Region pointing data:
= = =

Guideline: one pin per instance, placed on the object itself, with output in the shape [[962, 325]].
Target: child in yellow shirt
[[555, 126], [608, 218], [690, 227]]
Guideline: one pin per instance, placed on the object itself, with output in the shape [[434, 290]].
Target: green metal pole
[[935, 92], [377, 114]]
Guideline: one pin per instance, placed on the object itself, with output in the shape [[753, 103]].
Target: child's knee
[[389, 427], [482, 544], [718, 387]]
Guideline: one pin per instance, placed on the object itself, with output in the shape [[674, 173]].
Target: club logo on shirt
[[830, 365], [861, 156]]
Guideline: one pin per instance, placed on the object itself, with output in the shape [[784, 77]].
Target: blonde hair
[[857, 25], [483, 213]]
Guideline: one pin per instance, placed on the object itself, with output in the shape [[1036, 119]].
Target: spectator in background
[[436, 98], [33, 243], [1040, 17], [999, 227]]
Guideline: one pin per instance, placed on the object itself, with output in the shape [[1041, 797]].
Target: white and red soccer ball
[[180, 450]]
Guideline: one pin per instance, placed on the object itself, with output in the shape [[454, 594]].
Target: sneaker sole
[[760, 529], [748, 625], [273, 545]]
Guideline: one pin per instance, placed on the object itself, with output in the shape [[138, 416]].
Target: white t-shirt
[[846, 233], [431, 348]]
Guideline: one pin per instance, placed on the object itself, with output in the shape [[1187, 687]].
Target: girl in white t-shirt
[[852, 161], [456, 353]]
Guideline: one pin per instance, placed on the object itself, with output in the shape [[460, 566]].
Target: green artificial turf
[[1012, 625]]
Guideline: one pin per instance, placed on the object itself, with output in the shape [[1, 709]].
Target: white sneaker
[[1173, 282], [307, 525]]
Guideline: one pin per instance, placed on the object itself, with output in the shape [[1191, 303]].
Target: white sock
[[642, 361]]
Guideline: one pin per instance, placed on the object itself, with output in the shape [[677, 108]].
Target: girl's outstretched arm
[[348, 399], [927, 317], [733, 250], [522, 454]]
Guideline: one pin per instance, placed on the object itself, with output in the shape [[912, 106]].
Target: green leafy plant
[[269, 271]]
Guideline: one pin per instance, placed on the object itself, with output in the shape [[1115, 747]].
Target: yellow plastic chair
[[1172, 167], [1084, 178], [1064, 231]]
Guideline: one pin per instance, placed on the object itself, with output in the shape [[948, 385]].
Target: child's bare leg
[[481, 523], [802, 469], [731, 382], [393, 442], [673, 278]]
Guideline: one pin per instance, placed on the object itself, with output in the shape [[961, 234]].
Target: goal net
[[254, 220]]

= = =

All entries must be given again exactly.

- Exercise output:
Guideline: one pin per instance, placed on the object itself, with output in the shape [[962, 325]].
Target: child in yellow shirt
[[555, 126], [608, 218], [690, 227]]
Guideline: one pin per instance, placed on the object itself, with output in the shape [[434, 290]].
Target: green metal pole
[[935, 92], [377, 114]]
Guideline: one pin per instance, placed on the object itself, with output in the shape [[753, 103]].
Target: child's knee
[[389, 427], [482, 544], [718, 387]]
Guideline: one pin per instance, placed on the object itself, with output in the shape [[674, 173]].
Target: club logo on shirt
[[830, 365], [861, 156]]
Guideline: one pin per instance, placed on the object itself, with output in the shape [[784, 77]].
Target: blonde hair
[[857, 25], [483, 213]]
Guideline: one pin per instance, placed on the object itself, with output in the shape [[1036, 119]].
Target: spectator in background
[[436, 98], [33, 243], [1040, 17], [999, 227]]
Guideline: one pin per instance, placed on the object itself, with output in the shape [[1041, 797]].
Target: white and red soccer ball
[[180, 450]]
Guideline: one pin per instance, placed on the object itself, with output in the shape [[454, 594]].
Target: sneaker sole
[[760, 529], [748, 625], [273, 545]]
Guideline: one pin per instance, placed on the object itself, with output in the shape [[138, 416]].
Target: white t-shirt
[[846, 233], [431, 348]]
Guideline: one pin per instance, placed on the object itself, with output in the shape [[1187, 687]].
Target: girl in white t-shirt
[[852, 161], [456, 353]]
Guideline: one pin per instance, placed on the object itself, with output in the shape [[460, 566]].
Target: green artificial turf
[[1012, 625]]
Guideline: one pin per instance, placed on the object itself, with output in the shape [[1, 709]].
Target: white sneaker
[[1173, 282], [307, 525]]
Guideline: one pin per instance, placed on the object itself, with output in the shape [[1191, 303]].
Target: white sock
[[642, 361]]
Guideline: one pin per instance, placed on the object itself, with output in the shape [[677, 108]].
Target: girl's outstretched arm
[[348, 399], [927, 317], [733, 250], [522, 454]]
Guideline: one pin per instance, placed on the object itself, with output in the shape [[912, 106]].
Target: green leafy plant
[[269, 271]]
Guideline: one pin per instance, placed on the object itself, with output in the shape [[1115, 747]].
Target: yellow plastic chair
[[1172, 167], [1084, 178], [1064, 231]]
Guideline: one pin per instance, placed on the object itself, with output in the shape [[948, 385]].
Target: child's bare leg
[[481, 523], [802, 469], [731, 382], [393, 442], [673, 278]]
Guideline: one pin per instance, placed on the object itself, with output in the shape [[961, 234]].
Target: goal net
[[254, 220]]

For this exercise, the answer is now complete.